**AIM:** Rewrite every line of the listing below as a JSON list of strings, one string per line, leaving out any blank lines.

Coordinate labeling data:
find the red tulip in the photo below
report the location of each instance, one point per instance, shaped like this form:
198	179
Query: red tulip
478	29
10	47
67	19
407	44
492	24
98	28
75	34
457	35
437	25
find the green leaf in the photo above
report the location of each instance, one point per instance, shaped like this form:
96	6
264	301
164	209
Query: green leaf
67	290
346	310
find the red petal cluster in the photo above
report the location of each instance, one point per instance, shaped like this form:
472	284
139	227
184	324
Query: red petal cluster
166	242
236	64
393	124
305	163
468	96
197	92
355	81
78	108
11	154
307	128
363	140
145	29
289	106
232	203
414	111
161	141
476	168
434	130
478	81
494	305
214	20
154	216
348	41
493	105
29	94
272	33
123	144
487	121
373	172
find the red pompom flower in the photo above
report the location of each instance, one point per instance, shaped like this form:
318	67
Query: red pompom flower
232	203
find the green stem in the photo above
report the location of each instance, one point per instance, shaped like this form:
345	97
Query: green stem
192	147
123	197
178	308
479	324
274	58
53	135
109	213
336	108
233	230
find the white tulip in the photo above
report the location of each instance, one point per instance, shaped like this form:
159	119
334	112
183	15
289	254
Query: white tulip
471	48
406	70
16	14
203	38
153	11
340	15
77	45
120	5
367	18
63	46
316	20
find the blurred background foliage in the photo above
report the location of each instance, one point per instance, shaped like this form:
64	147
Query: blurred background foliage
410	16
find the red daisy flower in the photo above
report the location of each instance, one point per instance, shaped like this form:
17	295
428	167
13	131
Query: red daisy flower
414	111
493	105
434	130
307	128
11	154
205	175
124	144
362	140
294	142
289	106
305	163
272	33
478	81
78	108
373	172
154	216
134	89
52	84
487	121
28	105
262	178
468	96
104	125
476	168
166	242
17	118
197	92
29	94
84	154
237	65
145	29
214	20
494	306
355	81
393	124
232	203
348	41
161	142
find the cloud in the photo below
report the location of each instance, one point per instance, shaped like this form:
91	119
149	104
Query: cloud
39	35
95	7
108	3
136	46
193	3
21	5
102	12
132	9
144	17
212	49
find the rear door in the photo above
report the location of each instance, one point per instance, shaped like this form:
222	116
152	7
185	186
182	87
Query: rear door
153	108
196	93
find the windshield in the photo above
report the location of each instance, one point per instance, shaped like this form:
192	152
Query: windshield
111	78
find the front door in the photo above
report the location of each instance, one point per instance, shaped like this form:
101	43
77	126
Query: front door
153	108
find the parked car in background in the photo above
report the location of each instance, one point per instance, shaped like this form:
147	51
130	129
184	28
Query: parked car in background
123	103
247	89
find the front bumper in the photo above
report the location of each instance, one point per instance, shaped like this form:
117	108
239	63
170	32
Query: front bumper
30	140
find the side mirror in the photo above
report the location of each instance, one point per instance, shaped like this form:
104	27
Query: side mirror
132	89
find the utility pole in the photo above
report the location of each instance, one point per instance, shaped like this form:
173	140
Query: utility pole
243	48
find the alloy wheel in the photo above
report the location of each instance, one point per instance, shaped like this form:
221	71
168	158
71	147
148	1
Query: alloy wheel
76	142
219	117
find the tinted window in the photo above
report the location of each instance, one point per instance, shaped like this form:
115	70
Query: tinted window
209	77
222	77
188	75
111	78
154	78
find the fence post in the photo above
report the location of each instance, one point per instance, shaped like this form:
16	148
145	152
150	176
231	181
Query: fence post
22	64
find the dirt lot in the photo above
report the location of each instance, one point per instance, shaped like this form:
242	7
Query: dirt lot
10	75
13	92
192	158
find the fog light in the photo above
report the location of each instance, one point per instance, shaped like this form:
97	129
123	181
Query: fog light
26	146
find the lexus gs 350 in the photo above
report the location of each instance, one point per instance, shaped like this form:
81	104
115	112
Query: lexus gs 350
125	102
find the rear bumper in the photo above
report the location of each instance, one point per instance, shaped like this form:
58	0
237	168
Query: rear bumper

**ANSWER TO THIS PROBLEM:**
[
  "find the red tulip in the photo below",
  "report the location of each instance, one point per instance, shaped like this form:",
  "198\t179",
  "Query: red tulip",
  "478\t29",
  "10\t47",
  "67\t19",
  "407\t44",
  "492\t24",
  "98\t28",
  "75\t34",
  "457\t35",
  "437\t25",
  "find the green leaf in the photo above",
  "report the location of each instance, one point per instance, shaped like this form:",
  "96\t6",
  "264\t301",
  "164\t209",
  "Query: green leaf",
  "67\t290",
  "346\t310",
  "find the red petal cluster in the photo above",
  "report the location of each instance, one point per instance, shaped like this form:",
  "472\t284",
  "139\t227",
  "184\t324",
  "Query: red petal cluster",
  "166\t242",
  "236\t64",
  "393\t124",
  "305\t163",
  "468\t96",
  "197\t92",
  "355\t81",
  "78\t108",
  "11\t154",
  "307\t128",
  "363\t140",
  "145\t29",
  "289\t106",
  "232\t203",
  "414\t111",
  "161\t141",
  "476\t168",
  "434\t130",
  "478\t81",
  "494\t305",
  "214\t20",
  "154\t216",
  "348\t41",
  "493\t105",
  "29\t94",
  "272\t33",
  "123\t144",
  "487\t121",
  "373\t172",
  "find the red pompom flower in the photo above",
  "report the location of each instance, one point per instance, shaped like this form:",
  "318\t67",
  "Query: red pompom flower",
  "232\t203",
  "find the green stem in the photo above",
  "report the location of each instance, one point per instance, shaped like this form:",
  "345\t97",
  "Query: green stem",
  "192\t147",
  "123\t197",
  "178\t308",
  "479\t324",
  "274\t58",
  "53\t135",
  "109\t213",
  "336\t108",
  "233\t230",
  "find the white tulip in the photo above",
  "report the location of each instance, one point per instance, shaped like this form:",
  "159\t119",
  "334\t112",
  "183\t15",
  "289\t254",
  "Query: white tulip",
  "471\t48",
  "406\t70",
  "16\t14",
  "203\t38",
  "153\t11",
  "340\t15",
  "77\t45",
  "120\t5",
  "367\t18",
  "63\t46",
  "316\t20",
  "find the blurred background foliage in the photo above",
  "report the location of each instance, one point per instance, shaped like this form:",
  "64\t147",
  "Query: blurred background foliage",
  "410\t16",
  "find the red daisy flower in the photo above",
  "report the location of each instance, one point per instance, shaped like this form:",
  "17\t295",
  "428\t167",
  "13\t131",
  "Query: red daisy flower",
  "414\t111",
  "493\t105",
  "434\t130",
  "307\t128",
  "11\t154",
  "205\t175",
  "124\t144",
  "362\t140",
  "294\t142",
  "289\t106",
  "305\t163",
  "272\t33",
  "478\t81",
  "78\t108",
  "373\t172",
  "154\t216",
  "134\t89",
  "52\t84",
  "487\t121",
  "28\t105",
  "262\t178",
  "468\t96",
  "104\t125",
  "476\t168",
  "166\t242",
  "17\t118",
  "197\t92",
  "29\t94",
  "84\t154",
  "237\t65",
  "145\t29",
  "214\t20",
  "494\t306",
  "355\t81",
  "393\t124",
  "232\t203",
  "348\t41",
  "161\t142",
  "find the cloud in the photo below",
  "report the location of each instance, one point per instance, shaped like this form:",
  "91\t119",
  "149\t104",
  "Query: cloud",
  "39\t35",
  "95\t7",
  "108\t3",
  "136\t46",
  "193\t3",
  "21\t5",
  "102\t12",
  "132\t9",
  "144\t17",
  "212\t49",
  "find the rear door in the photo above",
  "report the location of each instance, one point per instance, shaped like this form:",
  "222\t116",
  "152\t7",
  "185\t186",
  "182\t87",
  "Query: rear door",
  "153\t108",
  "196\t93",
  "find the windshield in the photo above",
  "report the location of each instance, one point per instance, shaped like this form:",
  "192\t152",
  "Query: windshield",
  "111\t78",
  "find the front door in the photo above",
  "report the location of each instance, one point per instance, shaped like this form:",
  "101\t43",
  "77\t126",
  "Query: front door",
  "153\t108",
  "find the parked car in background in the photo above",
  "report the location of each instance, one point per instance, shaped like this form:",
  "147\t51",
  "130\t129",
  "184\t28",
  "Query: parked car in background",
  "123\t103",
  "247\t89",
  "find the front bumper in the photo above",
  "report the location of each instance, one point per instance, shaped like this form:",
  "117\t108",
  "239\t63",
  "170\t32",
  "Query: front bumper",
  "30\t140",
  "find the side mirror in the photo above",
  "report the location of each instance, one point per instance, shaped like this form:",
  "104\t27",
  "Query: side mirror",
  "132\t89",
  "find the utility pole in the photo above",
  "report the location of each instance, one point per instance, shaped like this form:",
  "173\t140",
  "Query: utility pole",
  "243\t48",
  "find the alloy wheel in the photo above",
  "report the location of each instance, one point per instance, shaped like this form:",
  "221\t71",
  "168\t158",
  "71\t147",
  "148\t1",
  "Query: alloy wheel",
  "76\t142",
  "219\t117",
  "find the tinted window in the photo above",
  "report the location of each instance, one point per instance, shaped like this form:",
  "115\t70",
  "Query: tinted window",
  "209\t77",
  "222\t77",
  "188\t75",
  "111\t78",
  "154\t78",
  "find the fence post in the photo above",
  "report the location of each instance, one point per instance, shaped like this form:",
  "16\t148",
  "145\t152",
  "150\t176",
  "231\t181",
  "Query: fence post",
  "22\t64",
  "find the dirt lot in the photo above",
  "report the location of each instance, one point per instance, shaped like this form:",
  "242\t7",
  "Query: dirt lot",
  "10\t75",
  "13\t92",
  "192\t158",
  "find the fog light in the photo above",
  "report the location of each instance, one point per instance, shaped like this form:",
  "97\t129",
  "123\t181",
  "Query: fog light",
  "26\t146",
  "find the lexus gs 350 in the photo above",
  "report the location of each instance, one point per instance, shaped like this form:",
  "81\t104",
  "115\t112",
  "Query: lexus gs 350",
  "125\t102",
  "find the rear bumper in the photo above",
  "report the location of each instance, one point per instance, shaped like this form:",
  "58\t0",
  "237\t168",
  "Query: rear bumper"
]